Image point annotation entries:
+-------+

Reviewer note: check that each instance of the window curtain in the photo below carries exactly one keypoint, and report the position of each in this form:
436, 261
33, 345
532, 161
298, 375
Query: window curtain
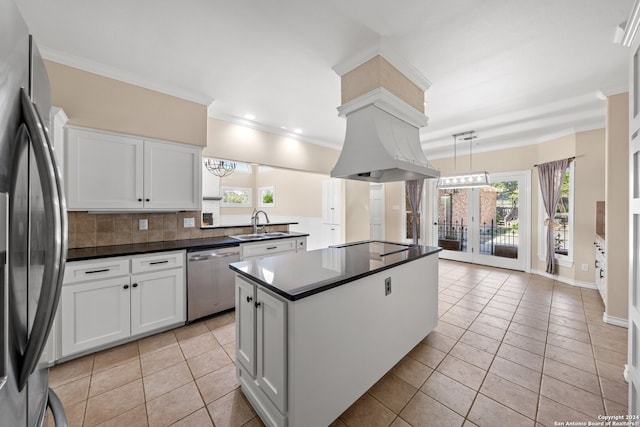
550, 176
414, 190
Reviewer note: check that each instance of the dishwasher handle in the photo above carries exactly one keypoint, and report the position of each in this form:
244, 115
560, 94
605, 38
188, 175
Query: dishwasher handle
212, 255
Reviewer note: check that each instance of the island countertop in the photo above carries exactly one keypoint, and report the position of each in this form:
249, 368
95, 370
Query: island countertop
299, 275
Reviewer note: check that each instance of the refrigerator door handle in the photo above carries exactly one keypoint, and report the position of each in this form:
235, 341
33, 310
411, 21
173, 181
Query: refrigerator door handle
56, 243
54, 403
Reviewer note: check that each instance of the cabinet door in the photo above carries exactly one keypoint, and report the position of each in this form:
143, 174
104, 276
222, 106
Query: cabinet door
330, 235
271, 354
246, 325
172, 176
331, 197
94, 314
157, 300
103, 171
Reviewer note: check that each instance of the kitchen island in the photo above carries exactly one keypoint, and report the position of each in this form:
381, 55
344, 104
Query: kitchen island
315, 330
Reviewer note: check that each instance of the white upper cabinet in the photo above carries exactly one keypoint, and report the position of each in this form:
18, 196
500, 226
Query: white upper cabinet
172, 176
107, 171
331, 201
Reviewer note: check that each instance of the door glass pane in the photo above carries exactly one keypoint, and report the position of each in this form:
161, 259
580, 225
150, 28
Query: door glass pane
636, 80
452, 219
635, 267
636, 175
499, 219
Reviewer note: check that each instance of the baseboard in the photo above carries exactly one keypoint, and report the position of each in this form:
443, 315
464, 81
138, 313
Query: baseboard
616, 321
578, 283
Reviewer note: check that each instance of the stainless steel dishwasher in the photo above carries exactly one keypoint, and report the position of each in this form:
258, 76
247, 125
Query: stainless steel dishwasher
210, 281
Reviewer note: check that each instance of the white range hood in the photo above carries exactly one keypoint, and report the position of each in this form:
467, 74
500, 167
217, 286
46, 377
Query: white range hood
382, 141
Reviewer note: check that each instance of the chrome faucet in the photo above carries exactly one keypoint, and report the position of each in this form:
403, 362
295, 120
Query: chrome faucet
256, 221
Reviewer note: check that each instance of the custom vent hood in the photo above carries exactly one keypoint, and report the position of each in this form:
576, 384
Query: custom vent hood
382, 141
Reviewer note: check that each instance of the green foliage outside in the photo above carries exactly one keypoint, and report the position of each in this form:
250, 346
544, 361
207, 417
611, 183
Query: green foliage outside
238, 197
267, 197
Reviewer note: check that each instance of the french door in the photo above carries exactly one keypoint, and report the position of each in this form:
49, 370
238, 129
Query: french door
632, 370
486, 225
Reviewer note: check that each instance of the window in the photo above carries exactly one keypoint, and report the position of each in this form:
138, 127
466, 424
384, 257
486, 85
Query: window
236, 197
563, 222
266, 197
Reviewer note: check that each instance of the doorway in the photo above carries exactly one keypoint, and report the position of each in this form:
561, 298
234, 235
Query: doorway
486, 225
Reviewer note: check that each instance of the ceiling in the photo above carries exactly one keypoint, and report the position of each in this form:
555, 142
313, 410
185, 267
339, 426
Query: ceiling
515, 72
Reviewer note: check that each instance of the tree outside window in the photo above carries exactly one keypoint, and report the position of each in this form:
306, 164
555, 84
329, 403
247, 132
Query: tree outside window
561, 218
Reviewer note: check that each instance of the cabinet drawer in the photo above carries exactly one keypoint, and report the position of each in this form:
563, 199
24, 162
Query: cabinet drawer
158, 261
268, 248
82, 271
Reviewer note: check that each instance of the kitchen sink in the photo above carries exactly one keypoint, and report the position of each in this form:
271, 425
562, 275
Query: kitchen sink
260, 236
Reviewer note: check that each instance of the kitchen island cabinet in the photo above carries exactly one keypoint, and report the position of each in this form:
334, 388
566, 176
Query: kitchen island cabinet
315, 330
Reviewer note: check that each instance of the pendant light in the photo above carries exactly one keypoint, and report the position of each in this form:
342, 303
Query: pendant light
464, 180
220, 168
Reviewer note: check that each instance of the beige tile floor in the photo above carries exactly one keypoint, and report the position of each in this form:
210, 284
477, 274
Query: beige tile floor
510, 349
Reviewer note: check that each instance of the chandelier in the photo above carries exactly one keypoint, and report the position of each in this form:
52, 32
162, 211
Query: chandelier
464, 180
220, 168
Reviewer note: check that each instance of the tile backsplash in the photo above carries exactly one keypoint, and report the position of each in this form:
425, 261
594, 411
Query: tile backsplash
90, 230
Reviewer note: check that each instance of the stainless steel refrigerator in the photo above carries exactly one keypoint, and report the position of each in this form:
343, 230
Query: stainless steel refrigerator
32, 228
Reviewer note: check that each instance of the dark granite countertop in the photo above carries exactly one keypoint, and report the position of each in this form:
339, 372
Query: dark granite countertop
299, 275
80, 254
269, 224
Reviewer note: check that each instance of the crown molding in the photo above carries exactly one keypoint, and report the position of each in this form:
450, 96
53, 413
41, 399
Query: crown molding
383, 49
633, 23
117, 74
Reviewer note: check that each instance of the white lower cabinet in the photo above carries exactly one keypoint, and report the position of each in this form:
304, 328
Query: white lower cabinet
102, 303
157, 300
94, 314
261, 349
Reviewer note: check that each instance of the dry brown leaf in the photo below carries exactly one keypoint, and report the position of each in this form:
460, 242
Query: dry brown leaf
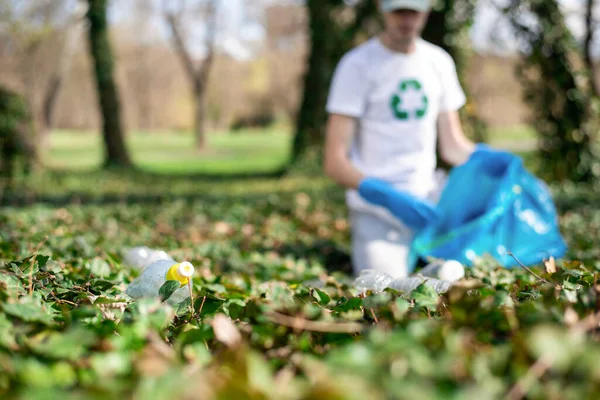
550, 265
225, 331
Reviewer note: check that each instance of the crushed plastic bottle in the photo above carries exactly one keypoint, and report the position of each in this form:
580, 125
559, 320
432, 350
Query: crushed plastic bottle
371, 279
407, 285
450, 270
142, 256
156, 274
378, 281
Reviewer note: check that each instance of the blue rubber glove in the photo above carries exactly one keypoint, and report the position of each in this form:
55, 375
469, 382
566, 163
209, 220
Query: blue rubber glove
415, 213
492, 160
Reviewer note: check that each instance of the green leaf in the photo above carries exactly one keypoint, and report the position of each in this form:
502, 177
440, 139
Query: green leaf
210, 307
99, 267
322, 297
69, 345
167, 289
7, 334
29, 310
425, 297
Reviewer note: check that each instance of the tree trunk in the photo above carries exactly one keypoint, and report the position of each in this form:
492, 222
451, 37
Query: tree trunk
589, 39
329, 41
115, 151
199, 112
197, 74
48, 109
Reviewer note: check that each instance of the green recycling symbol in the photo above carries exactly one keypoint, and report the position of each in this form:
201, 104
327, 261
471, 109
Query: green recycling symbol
397, 106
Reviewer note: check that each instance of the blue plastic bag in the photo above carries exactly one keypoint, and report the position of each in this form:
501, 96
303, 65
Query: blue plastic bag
493, 209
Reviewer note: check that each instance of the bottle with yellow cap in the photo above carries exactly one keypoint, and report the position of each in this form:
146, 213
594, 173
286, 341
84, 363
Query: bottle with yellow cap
156, 274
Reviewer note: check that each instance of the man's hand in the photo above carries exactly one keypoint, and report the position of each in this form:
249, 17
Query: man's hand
492, 160
414, 212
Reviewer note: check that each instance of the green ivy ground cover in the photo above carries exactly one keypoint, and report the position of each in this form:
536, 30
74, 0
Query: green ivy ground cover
274, 314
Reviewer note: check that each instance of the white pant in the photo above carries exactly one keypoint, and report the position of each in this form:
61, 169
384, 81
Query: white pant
380, 245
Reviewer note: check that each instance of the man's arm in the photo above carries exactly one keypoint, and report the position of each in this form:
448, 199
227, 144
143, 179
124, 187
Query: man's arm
455, 147
340, 131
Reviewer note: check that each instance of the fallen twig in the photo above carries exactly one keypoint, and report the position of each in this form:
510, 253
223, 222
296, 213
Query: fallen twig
314, 326
528, 269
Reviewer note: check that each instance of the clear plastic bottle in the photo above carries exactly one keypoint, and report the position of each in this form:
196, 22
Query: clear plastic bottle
450, 270
379, 281
370, 279
142, 256
156, 274
407, 285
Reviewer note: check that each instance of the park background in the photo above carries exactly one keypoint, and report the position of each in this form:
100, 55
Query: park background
208, 147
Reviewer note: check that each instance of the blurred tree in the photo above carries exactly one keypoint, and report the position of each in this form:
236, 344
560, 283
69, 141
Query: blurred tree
116, 154
42, 35
69, 33
449, 27
590, 28
197, 72
557, 89
16, 135
334, 29
286, 28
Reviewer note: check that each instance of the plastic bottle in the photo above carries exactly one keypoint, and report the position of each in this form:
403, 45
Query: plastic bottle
379, 281
370, 279
142, 256
450, 270
407, 285
156, 274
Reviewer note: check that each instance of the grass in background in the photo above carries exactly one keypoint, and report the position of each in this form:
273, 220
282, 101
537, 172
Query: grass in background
246, 151
175, 153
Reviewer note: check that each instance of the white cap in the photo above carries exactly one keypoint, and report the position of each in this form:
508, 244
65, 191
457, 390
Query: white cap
452, 271
417, 5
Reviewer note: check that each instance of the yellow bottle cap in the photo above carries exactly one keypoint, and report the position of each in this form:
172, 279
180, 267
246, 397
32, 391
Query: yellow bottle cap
181, 272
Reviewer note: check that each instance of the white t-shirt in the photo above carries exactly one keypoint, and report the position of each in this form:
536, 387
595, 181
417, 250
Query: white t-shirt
397, 99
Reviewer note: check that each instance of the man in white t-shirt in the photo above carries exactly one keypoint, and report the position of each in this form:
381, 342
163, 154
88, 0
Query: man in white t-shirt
391, 100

+-------+

__Stated task__
Return exactly the lines from the one containing "Reviewer note: check that each instance of the yellow" to the last line of the data, and nothing more.

__Exercise result__
Reviewer note: check that each instance of the yellow bottle cap in the photo above carries exactly one keypoint, and report the position of each in this form:
172, 279
180, 267
246, 397
32, 391
Query: yellow bottle cap
181, 272
Reviewer note: check that each instance of the white t-shirt in the photo above carries exactly one keypoint, and report the position of each in this form:
536, 387
595, 181
417, 250
Query: white t-shirt
397, 99
Reviewer note: check that each instance of the man in white t-shirt in the photo above carries exactly one keypoint, and report the position of each in this form:
381, 342
163, 154
88, 0
Query: man in white t-shirt
391, 100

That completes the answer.